*Set problem*. Extend the opinion piece on UKIP below, starting right after its last sentence.

*Document segment*.
((

Nigel Farage doesn't speak for me
Well, that was a disappointment, wasn’t it? Of course I’m talking about UKIP’s acquisition of a Scottish seat in the European Parliament. A UKIP-free Scotland would have been a nice badge for us. Maybe some tactical voting could have done it.

But forcing UKIP just below the threshold they needed was never much of a badge to aim for. We should have trounced and humiliated them and stripped them of their deposits. It isn’t a terrific surprise that we failed. In view of the assistance that UKIP received from the media, the real surprise is that they didn’t walk off with a brace of Scottish seats.

The late Screaming Lord Sutch of the Official Monster Raving Loony Party could probably have secured a Strasbourg seat if the media had treated him with the seriousness they showed towards Nigel Farage. He would certainly have done a much better job than David Coburn, our new UKIP MEP, is likely to do.

UKIP is not a party of eccentrics or a protest party. It is a racist party. Some of the people who voted for UKIP might not see themselves as racist. But they must have noticed the anti-immigrant message on UKIP posters and leaflets.  They must have either agreed with the message or thought it unimportant.

If they were a little more observant, they would have noticed the particular hostility that UKIP shows towards Romanian immigrants. UKIP knows that this will be understood and applauded by closet racists as an attack on Romania’s  Roma minority, and perhaps on British Roma as well. Roma were victims of the Holocaust and remain targets of racism today. Scapegoating Roma people is a device to link supposedly legitimate arguments about immigration to raw, vicious racism.

))

Excerpts of location labeling data:

((

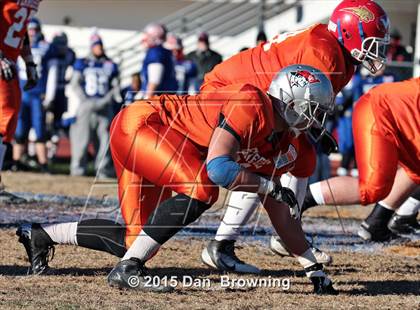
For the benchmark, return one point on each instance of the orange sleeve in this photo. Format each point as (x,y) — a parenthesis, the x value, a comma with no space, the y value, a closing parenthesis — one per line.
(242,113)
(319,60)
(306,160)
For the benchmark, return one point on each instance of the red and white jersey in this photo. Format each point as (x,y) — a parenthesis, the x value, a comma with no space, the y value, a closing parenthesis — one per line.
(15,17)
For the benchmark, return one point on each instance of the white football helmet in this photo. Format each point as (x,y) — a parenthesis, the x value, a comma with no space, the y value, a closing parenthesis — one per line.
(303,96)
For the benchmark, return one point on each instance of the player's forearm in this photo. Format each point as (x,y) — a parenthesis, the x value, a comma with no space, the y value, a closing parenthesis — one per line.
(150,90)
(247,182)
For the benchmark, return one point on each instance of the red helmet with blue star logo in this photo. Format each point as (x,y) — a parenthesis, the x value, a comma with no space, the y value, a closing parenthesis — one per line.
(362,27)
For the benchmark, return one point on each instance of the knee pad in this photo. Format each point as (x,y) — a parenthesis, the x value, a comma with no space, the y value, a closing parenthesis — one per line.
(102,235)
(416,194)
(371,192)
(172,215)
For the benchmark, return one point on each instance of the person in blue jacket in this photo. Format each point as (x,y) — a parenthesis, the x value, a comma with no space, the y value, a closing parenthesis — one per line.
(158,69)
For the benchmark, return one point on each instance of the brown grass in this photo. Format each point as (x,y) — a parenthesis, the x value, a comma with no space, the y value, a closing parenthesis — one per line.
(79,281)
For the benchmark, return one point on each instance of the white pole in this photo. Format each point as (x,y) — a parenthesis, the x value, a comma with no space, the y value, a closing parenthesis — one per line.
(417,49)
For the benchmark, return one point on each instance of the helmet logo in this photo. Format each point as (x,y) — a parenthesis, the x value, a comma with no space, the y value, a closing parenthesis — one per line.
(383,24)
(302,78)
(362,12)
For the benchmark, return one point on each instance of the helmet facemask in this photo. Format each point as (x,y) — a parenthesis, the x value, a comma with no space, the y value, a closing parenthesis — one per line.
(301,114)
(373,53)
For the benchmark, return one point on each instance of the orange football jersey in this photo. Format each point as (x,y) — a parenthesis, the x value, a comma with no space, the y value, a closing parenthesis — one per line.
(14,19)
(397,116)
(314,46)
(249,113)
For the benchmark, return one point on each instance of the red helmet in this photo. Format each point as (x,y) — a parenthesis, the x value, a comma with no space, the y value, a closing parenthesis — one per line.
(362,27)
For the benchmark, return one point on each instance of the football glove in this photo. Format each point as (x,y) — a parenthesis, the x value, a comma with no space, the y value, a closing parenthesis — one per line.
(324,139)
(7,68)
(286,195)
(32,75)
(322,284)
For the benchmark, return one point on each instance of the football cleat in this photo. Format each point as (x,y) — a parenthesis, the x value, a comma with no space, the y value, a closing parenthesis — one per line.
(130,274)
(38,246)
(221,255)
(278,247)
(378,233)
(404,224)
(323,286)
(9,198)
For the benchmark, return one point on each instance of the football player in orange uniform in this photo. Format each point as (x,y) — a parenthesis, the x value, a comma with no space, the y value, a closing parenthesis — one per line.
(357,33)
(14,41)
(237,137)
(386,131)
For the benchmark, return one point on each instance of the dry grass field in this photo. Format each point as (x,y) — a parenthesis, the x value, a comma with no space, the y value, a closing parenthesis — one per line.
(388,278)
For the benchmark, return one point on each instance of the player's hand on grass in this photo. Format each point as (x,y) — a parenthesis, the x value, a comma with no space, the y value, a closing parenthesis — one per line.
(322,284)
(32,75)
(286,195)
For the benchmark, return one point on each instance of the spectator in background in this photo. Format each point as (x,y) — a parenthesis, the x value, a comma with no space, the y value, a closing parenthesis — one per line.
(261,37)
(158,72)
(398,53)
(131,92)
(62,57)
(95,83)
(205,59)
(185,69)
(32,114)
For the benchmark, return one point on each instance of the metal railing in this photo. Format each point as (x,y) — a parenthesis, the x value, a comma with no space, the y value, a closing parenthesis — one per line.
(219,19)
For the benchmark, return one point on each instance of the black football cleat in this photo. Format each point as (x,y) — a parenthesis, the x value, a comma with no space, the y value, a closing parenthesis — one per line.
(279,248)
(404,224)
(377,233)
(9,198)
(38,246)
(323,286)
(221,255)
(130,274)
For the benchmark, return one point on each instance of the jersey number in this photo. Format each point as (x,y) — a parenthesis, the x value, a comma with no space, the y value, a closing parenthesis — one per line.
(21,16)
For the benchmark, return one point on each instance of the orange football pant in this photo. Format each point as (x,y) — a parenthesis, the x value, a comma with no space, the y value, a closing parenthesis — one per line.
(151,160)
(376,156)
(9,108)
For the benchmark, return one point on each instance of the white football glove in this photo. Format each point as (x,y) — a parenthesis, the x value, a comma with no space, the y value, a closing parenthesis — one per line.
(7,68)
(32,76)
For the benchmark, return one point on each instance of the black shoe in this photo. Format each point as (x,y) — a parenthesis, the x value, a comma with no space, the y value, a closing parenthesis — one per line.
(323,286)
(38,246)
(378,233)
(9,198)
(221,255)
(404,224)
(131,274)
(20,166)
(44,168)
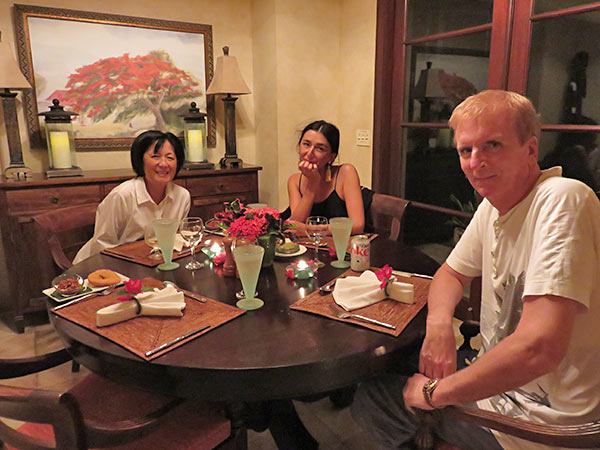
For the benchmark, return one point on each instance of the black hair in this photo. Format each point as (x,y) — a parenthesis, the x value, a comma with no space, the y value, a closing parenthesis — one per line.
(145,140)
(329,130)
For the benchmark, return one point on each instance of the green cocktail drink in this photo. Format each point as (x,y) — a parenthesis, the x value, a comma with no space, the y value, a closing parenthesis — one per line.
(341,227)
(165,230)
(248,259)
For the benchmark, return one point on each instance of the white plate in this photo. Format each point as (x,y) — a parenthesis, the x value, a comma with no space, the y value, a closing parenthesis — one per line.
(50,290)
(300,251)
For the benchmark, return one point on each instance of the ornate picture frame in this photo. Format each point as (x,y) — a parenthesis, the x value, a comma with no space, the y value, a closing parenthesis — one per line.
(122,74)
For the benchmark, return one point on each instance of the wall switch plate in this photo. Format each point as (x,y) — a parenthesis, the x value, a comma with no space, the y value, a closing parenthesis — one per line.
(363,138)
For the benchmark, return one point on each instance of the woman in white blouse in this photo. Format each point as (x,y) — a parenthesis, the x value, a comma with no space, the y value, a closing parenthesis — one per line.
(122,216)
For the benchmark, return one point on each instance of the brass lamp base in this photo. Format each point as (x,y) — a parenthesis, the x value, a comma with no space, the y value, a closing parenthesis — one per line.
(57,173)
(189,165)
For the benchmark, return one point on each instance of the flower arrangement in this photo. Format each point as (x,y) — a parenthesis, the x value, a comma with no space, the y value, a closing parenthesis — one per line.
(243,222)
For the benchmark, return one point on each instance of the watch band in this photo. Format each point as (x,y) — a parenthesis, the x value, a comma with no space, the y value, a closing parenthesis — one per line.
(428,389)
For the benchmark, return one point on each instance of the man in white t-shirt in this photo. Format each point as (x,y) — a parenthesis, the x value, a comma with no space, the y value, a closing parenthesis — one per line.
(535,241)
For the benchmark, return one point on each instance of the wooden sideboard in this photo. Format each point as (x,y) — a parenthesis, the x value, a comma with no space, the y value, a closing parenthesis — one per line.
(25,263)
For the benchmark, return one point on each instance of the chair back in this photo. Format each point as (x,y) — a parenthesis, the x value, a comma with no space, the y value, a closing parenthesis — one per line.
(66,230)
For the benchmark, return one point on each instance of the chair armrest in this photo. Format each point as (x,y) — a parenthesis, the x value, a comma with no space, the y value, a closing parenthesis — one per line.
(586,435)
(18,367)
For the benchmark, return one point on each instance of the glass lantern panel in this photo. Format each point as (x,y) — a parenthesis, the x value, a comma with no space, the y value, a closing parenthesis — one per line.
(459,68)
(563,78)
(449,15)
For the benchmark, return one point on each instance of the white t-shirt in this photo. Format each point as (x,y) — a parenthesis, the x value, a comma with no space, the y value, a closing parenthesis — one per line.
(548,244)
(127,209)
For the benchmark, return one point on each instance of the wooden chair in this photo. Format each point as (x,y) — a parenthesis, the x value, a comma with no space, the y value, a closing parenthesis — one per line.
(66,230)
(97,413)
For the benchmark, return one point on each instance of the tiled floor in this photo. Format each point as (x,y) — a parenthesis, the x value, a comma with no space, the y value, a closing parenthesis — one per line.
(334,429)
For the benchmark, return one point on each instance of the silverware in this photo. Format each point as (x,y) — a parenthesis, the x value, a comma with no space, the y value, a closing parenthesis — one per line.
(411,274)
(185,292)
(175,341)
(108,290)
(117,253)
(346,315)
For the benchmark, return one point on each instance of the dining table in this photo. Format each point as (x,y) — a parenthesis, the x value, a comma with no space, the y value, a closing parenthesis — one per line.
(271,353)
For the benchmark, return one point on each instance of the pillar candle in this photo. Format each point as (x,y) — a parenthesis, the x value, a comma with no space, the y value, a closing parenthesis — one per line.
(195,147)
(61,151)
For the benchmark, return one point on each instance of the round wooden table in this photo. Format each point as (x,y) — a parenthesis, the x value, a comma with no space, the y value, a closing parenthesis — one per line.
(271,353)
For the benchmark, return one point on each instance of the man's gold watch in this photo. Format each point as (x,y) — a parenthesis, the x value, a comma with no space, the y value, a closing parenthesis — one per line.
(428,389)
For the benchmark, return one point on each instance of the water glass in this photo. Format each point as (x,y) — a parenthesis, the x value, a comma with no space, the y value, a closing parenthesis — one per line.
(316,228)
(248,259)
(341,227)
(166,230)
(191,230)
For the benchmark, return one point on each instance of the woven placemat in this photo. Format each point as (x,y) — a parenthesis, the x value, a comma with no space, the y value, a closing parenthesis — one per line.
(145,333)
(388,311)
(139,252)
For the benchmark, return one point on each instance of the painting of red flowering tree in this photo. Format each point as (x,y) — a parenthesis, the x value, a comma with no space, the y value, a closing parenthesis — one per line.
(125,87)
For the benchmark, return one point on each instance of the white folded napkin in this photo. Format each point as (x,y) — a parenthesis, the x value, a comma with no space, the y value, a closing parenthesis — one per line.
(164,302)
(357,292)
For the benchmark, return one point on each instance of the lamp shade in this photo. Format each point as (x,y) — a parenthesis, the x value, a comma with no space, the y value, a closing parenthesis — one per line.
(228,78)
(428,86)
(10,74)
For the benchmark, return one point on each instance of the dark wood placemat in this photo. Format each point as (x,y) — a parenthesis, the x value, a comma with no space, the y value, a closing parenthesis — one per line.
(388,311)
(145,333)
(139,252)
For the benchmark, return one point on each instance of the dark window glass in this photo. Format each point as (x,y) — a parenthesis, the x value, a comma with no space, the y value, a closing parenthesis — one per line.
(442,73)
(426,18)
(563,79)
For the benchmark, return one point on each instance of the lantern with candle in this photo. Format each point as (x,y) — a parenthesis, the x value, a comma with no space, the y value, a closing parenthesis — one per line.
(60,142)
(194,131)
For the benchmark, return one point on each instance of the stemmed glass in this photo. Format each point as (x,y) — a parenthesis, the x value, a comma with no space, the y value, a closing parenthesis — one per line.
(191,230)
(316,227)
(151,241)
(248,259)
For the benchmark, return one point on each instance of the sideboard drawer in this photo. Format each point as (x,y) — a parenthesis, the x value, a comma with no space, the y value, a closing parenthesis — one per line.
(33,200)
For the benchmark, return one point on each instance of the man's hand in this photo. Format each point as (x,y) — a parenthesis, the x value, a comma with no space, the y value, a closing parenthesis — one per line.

))

*Result of this exercise*.
The European election was an odd affair. Hardly anyone voting in Scotland has any idea what MEPs actually do. There are probably more Scottish voters who could tell you about something that has happened in the US Congress in the last few years than could tell you what has been happening in the European Parliament. Changing that ought to be the top priority of every Scottish MEP. For the moment, a European election is just a jazzed-up, over-priced opinion poll. The European elections in England and Wales coincided with local council elections, which ought to have helped link the elections to real politics. Not so in Scotland.

In the circumstances, Scotland’s 33.5% turnout was surprisingly high. UKIP scored 10.4% of the vote and 3.5% of the electorate. For the Herald, that’s a “shock breakthrough”. OK.

It was far below the average UKIP vote across the UK (27.5% of the vote, 9.4% of the electorate – the biggest vote for any party), but it was enough to win them one of Scotland’s 6 seats, behind the SNP (2 seats), Labour (2 seats) and the Tories (1 seat).

It was accomplished despite the near-complete absence of any UKIP organisation in Scotland. We’ve got the media to thank for that miracle.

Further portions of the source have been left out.